EXERCISE GOAL » Lines from the one containing "[point] every instance of the building window" through the last line of the data are to be repeated word for word, both ends included.

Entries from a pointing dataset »
★ ★ ★ ★ ★ ★ ★
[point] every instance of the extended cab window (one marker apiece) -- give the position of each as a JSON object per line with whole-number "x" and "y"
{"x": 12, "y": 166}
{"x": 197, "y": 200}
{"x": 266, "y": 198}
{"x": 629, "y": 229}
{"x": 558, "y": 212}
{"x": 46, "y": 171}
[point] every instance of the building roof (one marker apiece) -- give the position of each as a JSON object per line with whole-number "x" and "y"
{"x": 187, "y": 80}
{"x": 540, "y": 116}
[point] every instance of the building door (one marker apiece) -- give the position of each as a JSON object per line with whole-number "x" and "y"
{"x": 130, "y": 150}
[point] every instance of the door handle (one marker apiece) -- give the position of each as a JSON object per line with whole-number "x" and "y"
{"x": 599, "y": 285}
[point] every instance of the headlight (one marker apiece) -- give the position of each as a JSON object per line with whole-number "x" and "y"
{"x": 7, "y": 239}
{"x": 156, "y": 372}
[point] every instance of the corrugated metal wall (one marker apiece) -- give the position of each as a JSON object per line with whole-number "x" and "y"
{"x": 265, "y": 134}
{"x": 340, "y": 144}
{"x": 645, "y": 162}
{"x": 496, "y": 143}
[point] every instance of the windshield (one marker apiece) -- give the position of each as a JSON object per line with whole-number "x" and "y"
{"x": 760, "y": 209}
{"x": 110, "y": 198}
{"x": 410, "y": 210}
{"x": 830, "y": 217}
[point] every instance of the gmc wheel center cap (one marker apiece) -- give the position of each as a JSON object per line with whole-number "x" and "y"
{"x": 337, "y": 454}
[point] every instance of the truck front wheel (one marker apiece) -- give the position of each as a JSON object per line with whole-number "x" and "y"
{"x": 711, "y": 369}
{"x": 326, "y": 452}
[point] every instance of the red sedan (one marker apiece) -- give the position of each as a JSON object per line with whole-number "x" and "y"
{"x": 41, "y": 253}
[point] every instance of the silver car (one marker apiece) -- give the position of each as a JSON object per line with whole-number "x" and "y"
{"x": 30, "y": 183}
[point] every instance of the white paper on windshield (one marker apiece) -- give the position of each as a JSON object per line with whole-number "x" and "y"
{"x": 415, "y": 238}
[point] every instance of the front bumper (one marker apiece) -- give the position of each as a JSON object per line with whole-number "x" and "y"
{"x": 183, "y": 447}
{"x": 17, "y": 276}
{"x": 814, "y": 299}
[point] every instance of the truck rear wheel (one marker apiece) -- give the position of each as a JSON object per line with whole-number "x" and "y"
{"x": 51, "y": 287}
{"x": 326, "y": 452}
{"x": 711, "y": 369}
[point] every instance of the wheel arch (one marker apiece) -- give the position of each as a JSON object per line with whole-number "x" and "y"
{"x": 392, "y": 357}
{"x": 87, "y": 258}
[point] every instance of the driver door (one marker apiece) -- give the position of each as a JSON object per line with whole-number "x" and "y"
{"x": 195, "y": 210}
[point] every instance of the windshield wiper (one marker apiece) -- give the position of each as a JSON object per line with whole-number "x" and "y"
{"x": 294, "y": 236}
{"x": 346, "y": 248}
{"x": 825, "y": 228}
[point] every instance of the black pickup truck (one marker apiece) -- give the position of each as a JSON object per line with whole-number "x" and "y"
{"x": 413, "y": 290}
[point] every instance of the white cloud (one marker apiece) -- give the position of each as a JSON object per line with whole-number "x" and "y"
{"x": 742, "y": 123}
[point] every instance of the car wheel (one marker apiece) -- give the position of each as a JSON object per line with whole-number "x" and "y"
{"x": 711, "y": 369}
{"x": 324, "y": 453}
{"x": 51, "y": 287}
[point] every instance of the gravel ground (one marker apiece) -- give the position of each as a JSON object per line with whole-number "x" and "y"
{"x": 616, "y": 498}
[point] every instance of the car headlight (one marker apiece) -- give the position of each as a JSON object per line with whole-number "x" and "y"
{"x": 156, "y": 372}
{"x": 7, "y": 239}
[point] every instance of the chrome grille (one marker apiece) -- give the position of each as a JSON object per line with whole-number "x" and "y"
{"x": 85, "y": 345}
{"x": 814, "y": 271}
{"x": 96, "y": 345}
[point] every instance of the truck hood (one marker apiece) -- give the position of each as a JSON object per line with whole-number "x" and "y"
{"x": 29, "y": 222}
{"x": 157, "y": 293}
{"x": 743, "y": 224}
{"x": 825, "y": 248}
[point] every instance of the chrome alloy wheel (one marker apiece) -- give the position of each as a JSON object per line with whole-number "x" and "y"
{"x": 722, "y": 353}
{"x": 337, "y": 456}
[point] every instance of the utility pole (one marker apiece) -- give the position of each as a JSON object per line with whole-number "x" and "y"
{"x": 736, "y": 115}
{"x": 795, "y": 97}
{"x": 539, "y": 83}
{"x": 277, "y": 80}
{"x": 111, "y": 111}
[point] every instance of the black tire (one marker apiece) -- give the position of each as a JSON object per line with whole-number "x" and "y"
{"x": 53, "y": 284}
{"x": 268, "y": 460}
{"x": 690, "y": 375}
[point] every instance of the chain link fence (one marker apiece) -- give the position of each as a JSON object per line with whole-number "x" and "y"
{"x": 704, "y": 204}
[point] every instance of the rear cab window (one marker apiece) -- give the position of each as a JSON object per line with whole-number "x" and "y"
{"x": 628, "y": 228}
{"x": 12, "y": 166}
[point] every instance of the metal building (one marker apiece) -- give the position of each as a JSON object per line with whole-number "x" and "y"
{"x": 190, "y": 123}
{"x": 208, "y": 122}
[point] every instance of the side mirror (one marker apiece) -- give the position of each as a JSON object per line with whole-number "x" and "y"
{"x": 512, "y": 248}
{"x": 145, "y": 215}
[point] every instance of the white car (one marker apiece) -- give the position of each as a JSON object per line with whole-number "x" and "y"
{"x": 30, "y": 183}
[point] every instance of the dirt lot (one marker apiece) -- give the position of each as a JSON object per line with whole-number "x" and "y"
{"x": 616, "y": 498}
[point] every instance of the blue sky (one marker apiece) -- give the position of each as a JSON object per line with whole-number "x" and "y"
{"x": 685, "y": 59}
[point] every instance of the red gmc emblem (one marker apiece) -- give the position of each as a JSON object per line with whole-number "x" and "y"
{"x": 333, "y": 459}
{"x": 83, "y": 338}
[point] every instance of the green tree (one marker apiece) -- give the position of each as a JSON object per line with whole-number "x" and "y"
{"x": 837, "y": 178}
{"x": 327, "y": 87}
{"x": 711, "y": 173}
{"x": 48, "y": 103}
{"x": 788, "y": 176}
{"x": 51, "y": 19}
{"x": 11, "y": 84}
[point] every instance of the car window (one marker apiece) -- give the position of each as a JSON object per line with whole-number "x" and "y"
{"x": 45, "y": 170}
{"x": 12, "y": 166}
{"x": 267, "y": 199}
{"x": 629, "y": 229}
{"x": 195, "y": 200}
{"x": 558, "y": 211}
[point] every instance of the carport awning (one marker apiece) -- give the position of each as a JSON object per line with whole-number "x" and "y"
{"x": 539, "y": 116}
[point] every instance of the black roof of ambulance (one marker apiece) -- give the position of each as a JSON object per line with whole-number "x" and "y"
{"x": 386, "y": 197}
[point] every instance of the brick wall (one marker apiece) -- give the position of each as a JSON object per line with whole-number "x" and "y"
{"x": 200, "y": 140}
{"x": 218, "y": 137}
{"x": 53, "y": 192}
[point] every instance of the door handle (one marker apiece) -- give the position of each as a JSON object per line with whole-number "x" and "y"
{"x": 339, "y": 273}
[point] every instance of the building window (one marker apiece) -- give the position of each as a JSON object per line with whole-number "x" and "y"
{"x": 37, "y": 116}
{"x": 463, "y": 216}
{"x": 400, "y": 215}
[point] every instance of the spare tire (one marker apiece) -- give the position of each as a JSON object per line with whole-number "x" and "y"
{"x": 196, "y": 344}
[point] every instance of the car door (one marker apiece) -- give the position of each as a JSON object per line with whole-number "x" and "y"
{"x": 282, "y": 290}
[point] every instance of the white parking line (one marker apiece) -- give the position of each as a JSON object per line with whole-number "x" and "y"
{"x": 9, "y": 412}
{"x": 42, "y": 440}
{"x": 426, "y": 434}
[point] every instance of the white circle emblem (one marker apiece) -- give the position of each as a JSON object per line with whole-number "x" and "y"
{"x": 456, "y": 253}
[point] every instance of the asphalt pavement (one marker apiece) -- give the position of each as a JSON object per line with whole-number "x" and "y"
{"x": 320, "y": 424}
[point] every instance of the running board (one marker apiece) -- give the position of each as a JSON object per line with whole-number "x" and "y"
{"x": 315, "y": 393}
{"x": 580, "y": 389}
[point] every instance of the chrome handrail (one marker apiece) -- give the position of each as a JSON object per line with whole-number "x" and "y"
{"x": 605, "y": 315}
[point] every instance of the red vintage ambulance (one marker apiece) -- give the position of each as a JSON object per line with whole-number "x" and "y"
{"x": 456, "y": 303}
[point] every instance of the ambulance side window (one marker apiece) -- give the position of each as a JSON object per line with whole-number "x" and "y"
★ ★ ★ ★ ★ ★ ★
WRITTEN ANSWER »
[point] every instance of the building window (one marker apiece) -- give the position of each as a JSON object per line with whole-number "x" and "y"
{"x": 37, "y": 116}
{"x": 463, "y": 216}
{"x": 400, "y": 215}
[point] every instance of the spare tire (one marker apiece) -- give the position of each as a JSON object per line with whole-number "x" and "y"
{"x": 196, "y": 344}
[point] every instance of the car door (one marker apiece) -- give the position of each as a JSON object per line with whole-number "x" and "y"
{"x": 282, "y": 290}
[point] every instance of the white parking line (one marker apiece) -- give the position of each as a JSON object per line with whole-number "x" and "y"
{"x": 9, "y": 412}
{"x": 42, "y": 440}
{"x": 426, "y": 434}
[point] every instance of the white circle emblem (one marker apiece) -- give the position of each as a JSON object per line with whole-number "x" and "y"
{"x": 456, "y": 253}
[point] every instance of the asphalt pavement (one marker apiece) -- give the position of each as a JSON object per line with whole-number "x" and "y"
{"x": 320, "y": 424}
[point] every instance of the running board (one marker apiece) -- give the position of each as a JSON object per line with whole-number "x" and "y"
{"x": 315, "y": 393}
{"x": 580, "y": 389}
[point] every instance of the chrome handrail (one marker apiece) -- give the position of each as a JSON object per line with whole-number "x" and "y"
{"x": 605, "y": 315}
[point] every instance of the red vintage ambulance (one marker apiece) -- give the position of each as a JSON object per line with whole-number "x" and "y"
{"x": 456, "y": 303}
[point] every instance of the ambulance side window (one marker apiece) -- give the position of each as a JSON object per line with whole-number "x" and "y"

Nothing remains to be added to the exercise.